Aim of the exercise:
Please reproduce every one of the records below word for word, leaving out the pictures.

-------------------------

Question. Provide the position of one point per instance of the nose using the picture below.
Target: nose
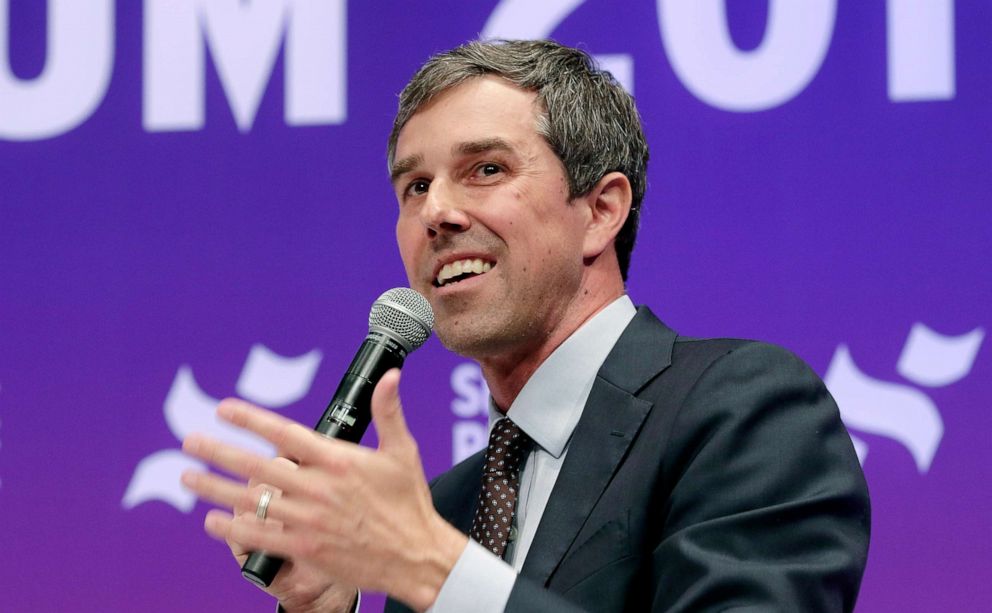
(442, 212)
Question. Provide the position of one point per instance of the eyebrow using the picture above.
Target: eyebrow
(482, 146)
(404, 166)
(401, 167)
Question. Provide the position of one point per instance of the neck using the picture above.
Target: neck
(507, 373)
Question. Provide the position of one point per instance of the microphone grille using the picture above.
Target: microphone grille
(405, 314)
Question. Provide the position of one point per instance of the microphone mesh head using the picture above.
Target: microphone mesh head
(405, 314)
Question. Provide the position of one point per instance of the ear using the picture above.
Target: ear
(608, 206)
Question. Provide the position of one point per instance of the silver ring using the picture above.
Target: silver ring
(263, 504)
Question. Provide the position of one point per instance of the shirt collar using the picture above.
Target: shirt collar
(550, 404)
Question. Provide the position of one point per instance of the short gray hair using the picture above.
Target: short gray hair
(587, 118)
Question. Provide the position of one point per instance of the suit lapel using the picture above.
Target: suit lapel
(610, 421)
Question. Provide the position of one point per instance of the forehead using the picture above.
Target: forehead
(479, 108)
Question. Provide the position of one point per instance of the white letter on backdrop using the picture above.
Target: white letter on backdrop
(697, 40)
(921, 49)
(79, 59)
(244, 40)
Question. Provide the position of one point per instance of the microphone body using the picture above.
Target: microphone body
(400, 321)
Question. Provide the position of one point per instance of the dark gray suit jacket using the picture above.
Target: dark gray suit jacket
(704, 475)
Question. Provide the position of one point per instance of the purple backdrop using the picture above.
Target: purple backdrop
(184, 217)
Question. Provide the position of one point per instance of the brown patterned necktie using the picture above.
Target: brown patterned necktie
(508, 446)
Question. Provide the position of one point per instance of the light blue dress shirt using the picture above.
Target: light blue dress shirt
(547, 409)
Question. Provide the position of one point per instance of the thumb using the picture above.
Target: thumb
(387, 414)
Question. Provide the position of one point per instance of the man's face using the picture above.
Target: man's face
(485, 228)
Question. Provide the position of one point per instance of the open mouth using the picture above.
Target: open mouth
(459, 270)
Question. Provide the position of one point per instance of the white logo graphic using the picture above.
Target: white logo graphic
(471, 402)
(267, 378)
(898, 411)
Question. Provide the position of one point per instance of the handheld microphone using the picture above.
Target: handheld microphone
(399, 322)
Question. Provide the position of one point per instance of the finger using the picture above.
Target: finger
(387, 415)
(242, 463)
(249, 535)
(227, 493)
(216, 517)
(289, 464)
(290, 438)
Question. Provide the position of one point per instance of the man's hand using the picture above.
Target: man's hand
(345, 516)
(299, 587)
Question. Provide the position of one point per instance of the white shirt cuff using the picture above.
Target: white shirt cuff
(479, 582)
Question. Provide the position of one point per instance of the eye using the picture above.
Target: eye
(417, 187)
(488, 169)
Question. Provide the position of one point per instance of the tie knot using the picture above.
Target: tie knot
(507, 447)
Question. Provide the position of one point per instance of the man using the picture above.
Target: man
(658, 472)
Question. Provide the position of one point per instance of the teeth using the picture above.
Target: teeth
(453, 269)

-------------------------

Full answer:
Question. Provide the position of one point per instance of the nose using the picture below.
Target: nose
(442, 212)
Question. Provide the position of one point per instance of the eyebrow using the picture above.
Target: eyebrow
(482, 146)
(404, 166)
(401, 167)
Question. Provide the position of one point per instance of the neck using the picture above.
Target: neck
(507, 373)
Question. Provide the position of one point per instance of the microphone grille using the picture above.
Target: microphone grille
(405, 314)
Question. Provide the position of one point per instance of the microphone mesh head using the picture above.
Target: microphone mesh head
(405, 314)
Question. Provide the position of one point per instance of the ear using the picture above.
Target: ear
(608, 206)
Question. Provide the position of one point per instance of the silver ring using the picture above.
Target: silver ring
(263, 504)
Question. Provide the position of one point per instance of the shirt collar using the picture above.
Target: shirt collar
(550, 404)
Question. Provide the position of one point per instance of the short gray hair using the picture above.
Target: short gray hair
(587, 118)
Question. Provide the position of one point per instance of the suit lapel using the picture above.
Target: suit lapel
(610, 421)
Question. Provide the position of one point per instance of the forehead using the picture above.
Target: forehead
(479, 108)
Question. Provide the position of one point per instance of the white letter on backdrop using the picture above.
Target: white letter on backdrop
(697, 40)
(921, 49)
(79, 59)
(244, 40)
Question. Provide the position of one point per instance of the microphone body using the picture above.
Target: microphone body
(400, 321)
Question. Provide the position of one point per instance of the dark gray suit jacket using the picture above.
Target: dark gray suit jacket
(704, 475)
Question. Provide the position of one point per instance of the purple backdrop using the picture above.
Target: purple backdrop
(184, 217)
Question. Provide the position of one point per instance of the brown patterned necktie using the picture above.
Target: brown patterned necktie
(508, 446)
Question. Provide the position of one point per instance of the light blue dress shirt using the picture above.
Target: light blue dress shirt
(547, 409)
Question. Provide the position of one point per instance of the thumb using the picture above.
Target: thumb
(387, 414)
Question. Provide the position of one point per instance of the man's face using the picture above.
Target: man's face
(485, 228)
Question. Provide the position of one point per instance of the open mouth using the picture above.
Target: open mouth
(459, 270)
Question. Provide the position of one point per instance of the white logo graphic using the picture above.
Target: white logo graphic
(471, 402)
(267, 378)
(898, 411)
Question. Provide the position of one point per instance of the handheld microphone using the picture above.
Target: handheld microphone
(399, 322)
Question. Provide the position of one point per instance of the finger using the picture above.
Target: finger
(387, 415)
(242, 463)
(249, 535)
(227, 493)
(216, 517)
(289, 464)
(290, 438)
Question. Provide the position of one point per instance of the man's hand using the picture above.
Target: man's hand
(345, 516)
(299, 587)
Question. Provide the position of one point per instance of the white shirt cuff using the picture above.
Target: white shirt cuff
(479, 582)
Question. Provide the position of one point per instance of the eye using the picture above.
Target: eye
(417, 187)
(488, 169)
Question. Provide the position of one point per instance of the tie knot using the picture above.
Target: tie knot
(507, 447)
Question. Provide the position of one point per instance of the man using the picture above.
Target: man
(658, 472)
Question. Provide the position of one point per instance of the teeth using the picture above.
Target: teeth
(453, 269)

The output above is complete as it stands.